■ **Fragmento de página**:
+ + +
Hemos visto el Domingo pasado que Judas
Tadeo, el Otro Judas, interrumpió el Sermón-Despedida de Cristo diciendo: “Y
bueno, vamos a ver, ¿por qué demonches te mostrarás a nosotros y al mundo no?”
Habla con la idea mesiánica vulgar del triunfo externo y terreno del Rey
Mesías; idea que a los fariseos los llevó al error y al furor, y que no estaba
ausente de los apóstoles: era uno de esos prejuicios comunes. Es exactamente lo
que dijeron cuando comenzó a hacer los primeros milagros: “¡Muéstrate al
mundo!” “¡Publicidad, publicidad! ¡Propaganda!” Ellos esperaban la “Epifaneia”,
la “Manifestación” espectacular y gloriosa — que en las mentes groseras o
apasionadas significaba el “nacionalismo”; o sea, la sublevación general, la
expulsión de los Romanos, la independencia, la instauración de la Nueva Israel
de los Profetas y de la Nueva Jerusalén, “Visión de Paz”.
Pero los Apóstoles
consternados estaban escuchando entonces una cosa diferente: Cristo hablaba de
otra clase de paz, no de la paz después de la victoria, sino de una misteriosa
derrota. Hablaba de caridad fraterna, no de guerra; del Espíritu Santo, no de
Judas Macabeo; de que el mundo iba a triunfar y ellos habían de entristecerse,
de que se iba y no lo verían más; del Príncipe de este mundo, el que no tiene
parte alguna en El, pero al cual no dice que El va a arrollar; al contrario.
Cristo habla de cosas desconocidas, lejanas y espirituales. ¿Y el Reino de
Israel?
Cristo no responde
directamente a Judas Tadeo, no discute: hubieran podido argüirle con el Rey de
sus Parábolas, con el Sultán que hace el convite de bodas y excluye
furiosamente a los remisos, el Sultán que hace pasar a cuchillo a los que se le
sublevan... ¿Jesús mismo no se había proclamado heredero Erecto de David y
mayor que Salomón?
Cristo responde
indirectamente: repite los cuatro o cinco temas de este Coloquio-Testamento,
como un gran sinfonista: su vuelta al Padre, la venida del Espíritu de Dios,
el momentáneo triunfo del mundo... añadiendo tres cosas raras, que son tres
grandes puntos teológicos: la inhabitación de Dios en el hombre (“si
alguien me ama, guardará mi palabra y mi Padre lo amará y vendremos en él y
haremos en él mansión”); la función del Espíritu Santo (“el
Parácleto, que mandará el Padre en mi nombre, él os enseñará todo, y os
sub-recordará todas cuantas cosas yo os dije”) y por fin una palabra
inesperada: “El Padre es mayor que yo”.
+ + +
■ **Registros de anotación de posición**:
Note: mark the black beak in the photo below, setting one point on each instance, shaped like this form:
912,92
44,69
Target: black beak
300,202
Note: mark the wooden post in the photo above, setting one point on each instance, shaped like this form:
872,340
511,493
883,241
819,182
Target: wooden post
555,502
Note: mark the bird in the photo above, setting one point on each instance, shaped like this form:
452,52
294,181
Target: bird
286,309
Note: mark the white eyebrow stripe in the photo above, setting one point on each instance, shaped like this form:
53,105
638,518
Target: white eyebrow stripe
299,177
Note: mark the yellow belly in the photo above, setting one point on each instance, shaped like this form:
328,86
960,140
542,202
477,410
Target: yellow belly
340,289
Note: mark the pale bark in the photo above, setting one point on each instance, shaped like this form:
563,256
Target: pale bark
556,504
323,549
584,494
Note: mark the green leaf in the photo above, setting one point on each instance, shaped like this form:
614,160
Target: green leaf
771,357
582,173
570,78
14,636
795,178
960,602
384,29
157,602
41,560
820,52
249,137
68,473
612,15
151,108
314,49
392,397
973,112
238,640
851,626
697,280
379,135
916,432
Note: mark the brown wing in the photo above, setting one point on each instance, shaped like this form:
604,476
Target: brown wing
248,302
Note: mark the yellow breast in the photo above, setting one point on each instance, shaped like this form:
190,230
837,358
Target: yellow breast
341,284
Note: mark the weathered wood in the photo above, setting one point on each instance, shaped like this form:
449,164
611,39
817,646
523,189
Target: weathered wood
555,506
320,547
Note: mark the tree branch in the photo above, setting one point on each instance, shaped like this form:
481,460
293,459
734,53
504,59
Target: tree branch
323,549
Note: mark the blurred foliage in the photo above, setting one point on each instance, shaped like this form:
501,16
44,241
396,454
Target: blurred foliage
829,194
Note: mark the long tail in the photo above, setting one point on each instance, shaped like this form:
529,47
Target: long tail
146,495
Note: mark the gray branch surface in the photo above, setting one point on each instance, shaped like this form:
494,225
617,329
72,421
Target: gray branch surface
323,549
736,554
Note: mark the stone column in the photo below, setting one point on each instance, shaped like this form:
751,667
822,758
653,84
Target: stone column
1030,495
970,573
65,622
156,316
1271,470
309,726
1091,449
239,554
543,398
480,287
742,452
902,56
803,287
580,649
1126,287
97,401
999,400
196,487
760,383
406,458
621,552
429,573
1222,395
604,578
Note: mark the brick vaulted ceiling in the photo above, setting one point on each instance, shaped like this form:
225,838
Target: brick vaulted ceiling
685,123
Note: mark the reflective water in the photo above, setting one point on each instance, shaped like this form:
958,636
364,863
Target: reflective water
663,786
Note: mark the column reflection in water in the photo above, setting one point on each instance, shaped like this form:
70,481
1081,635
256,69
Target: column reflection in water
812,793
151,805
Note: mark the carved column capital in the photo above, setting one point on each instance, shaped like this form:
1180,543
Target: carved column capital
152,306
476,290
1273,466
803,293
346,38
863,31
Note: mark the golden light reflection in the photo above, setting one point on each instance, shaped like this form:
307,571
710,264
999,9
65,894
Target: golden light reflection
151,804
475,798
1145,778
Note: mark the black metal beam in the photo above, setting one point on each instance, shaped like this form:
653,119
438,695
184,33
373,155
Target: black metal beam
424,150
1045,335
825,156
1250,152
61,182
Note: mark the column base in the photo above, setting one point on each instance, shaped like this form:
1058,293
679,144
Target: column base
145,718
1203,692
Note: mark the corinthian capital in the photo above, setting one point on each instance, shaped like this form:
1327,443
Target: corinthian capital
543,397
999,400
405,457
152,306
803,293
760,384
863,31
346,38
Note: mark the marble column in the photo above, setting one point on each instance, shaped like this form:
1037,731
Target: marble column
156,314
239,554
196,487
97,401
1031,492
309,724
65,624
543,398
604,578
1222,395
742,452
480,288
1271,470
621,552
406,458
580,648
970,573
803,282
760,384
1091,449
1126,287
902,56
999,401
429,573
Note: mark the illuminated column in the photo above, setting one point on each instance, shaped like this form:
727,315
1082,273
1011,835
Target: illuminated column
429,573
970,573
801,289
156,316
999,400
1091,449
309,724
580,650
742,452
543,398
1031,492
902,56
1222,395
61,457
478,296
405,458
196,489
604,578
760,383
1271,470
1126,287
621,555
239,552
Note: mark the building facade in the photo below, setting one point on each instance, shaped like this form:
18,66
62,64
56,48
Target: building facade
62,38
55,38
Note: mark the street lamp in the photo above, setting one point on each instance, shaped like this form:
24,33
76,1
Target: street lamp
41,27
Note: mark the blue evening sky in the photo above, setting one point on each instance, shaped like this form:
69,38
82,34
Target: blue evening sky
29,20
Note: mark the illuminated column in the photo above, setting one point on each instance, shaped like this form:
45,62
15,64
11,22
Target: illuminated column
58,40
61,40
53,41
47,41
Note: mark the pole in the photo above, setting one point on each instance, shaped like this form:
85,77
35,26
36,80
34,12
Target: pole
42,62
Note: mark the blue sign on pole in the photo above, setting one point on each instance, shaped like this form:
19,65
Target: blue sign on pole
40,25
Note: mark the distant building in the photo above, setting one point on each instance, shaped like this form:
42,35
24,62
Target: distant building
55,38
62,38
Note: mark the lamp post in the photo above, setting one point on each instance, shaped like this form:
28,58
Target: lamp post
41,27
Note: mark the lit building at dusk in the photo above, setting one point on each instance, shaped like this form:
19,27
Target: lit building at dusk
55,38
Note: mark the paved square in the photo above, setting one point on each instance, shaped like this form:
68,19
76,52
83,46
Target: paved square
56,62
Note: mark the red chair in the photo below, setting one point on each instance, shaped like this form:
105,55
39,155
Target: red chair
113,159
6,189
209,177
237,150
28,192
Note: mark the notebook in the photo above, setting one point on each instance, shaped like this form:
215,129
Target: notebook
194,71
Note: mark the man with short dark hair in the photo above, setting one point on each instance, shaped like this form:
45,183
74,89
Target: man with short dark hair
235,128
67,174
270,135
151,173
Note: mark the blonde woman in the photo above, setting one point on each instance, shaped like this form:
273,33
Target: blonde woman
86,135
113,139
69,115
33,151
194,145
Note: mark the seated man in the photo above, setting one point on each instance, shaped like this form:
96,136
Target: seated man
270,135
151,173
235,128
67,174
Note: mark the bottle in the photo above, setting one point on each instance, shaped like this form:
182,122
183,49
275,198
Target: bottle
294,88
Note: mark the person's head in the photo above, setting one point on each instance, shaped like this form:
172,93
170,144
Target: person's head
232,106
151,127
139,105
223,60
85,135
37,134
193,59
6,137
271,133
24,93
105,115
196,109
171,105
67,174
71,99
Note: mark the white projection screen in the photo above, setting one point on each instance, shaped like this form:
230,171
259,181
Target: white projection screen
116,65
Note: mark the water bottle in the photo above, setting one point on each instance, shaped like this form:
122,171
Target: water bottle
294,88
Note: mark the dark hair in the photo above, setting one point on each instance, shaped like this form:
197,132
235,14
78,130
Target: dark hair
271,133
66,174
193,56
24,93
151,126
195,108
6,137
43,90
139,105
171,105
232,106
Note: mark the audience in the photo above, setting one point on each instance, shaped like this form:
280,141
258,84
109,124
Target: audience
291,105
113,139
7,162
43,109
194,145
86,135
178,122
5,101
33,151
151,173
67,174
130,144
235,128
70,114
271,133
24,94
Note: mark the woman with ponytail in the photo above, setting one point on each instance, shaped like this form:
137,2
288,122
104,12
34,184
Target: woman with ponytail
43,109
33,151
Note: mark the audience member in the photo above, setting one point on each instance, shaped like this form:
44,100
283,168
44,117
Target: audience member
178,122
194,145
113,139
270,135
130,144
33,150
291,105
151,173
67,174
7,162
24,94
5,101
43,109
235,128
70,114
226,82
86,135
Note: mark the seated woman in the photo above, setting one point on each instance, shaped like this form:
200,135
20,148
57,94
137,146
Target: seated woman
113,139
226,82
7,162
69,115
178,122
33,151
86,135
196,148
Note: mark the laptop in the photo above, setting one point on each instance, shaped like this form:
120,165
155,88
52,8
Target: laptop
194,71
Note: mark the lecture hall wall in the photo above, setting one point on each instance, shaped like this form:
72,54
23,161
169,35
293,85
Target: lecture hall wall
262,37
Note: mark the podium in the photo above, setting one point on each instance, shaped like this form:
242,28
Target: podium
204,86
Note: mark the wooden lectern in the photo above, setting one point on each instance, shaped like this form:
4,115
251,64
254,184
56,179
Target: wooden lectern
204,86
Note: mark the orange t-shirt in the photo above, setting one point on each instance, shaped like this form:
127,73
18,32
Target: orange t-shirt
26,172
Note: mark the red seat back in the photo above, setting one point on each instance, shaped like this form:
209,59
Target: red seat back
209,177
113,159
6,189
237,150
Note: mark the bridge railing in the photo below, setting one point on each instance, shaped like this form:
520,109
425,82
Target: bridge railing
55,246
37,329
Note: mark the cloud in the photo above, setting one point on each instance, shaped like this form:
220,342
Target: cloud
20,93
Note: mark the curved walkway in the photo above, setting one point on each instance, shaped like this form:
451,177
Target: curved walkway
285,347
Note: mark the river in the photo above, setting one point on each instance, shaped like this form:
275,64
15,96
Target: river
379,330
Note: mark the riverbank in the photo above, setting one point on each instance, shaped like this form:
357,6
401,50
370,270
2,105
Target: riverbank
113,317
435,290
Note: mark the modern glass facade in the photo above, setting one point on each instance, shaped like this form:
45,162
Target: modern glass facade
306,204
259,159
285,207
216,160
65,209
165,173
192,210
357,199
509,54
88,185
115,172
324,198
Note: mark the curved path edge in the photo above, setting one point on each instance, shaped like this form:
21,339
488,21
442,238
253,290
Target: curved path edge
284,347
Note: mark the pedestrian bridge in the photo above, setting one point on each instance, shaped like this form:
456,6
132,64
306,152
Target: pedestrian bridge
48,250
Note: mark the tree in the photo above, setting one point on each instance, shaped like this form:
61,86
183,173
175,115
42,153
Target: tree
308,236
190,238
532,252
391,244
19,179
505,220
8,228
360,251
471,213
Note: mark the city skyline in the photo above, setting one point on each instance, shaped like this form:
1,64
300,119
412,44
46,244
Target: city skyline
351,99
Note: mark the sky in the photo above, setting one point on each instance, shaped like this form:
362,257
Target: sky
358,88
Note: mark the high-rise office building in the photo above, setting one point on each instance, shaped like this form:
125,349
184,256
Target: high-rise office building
+ + +
■ **Problema planteado 1**: Por favor, reproduce tal cual el pasaje del fragmento que comienza en las palabras "Cristo no responde" y termina después de "mayor que Salomón?".
■ **Problema planteado 2**: Enumera todos los grandes puntos teológicos que, según el fragmento, Cristo añade en su respuesta indirecta.

■ **Respuesta completa 1**:
Cristo no responde
directamente a Judas Tadeo, no discute: hubieran podido argüirle con el Rey de
sus Parábolas, con el Sultán que hace el convite de bodas y excluye
furiosamente a los remisos, el Sultán que hace pasar a cuchillo a los que se le
sublevan... ¿Jesús mismo no se había proclamado heredero Erecto de David y
mayor que Salomón?

■ **Respuesta completa 2**:
- La inhabitación de Dios en el hombre.
- La función del Espíritu Santo.
- La palabra inesperada: "El Padre es mayor que yo".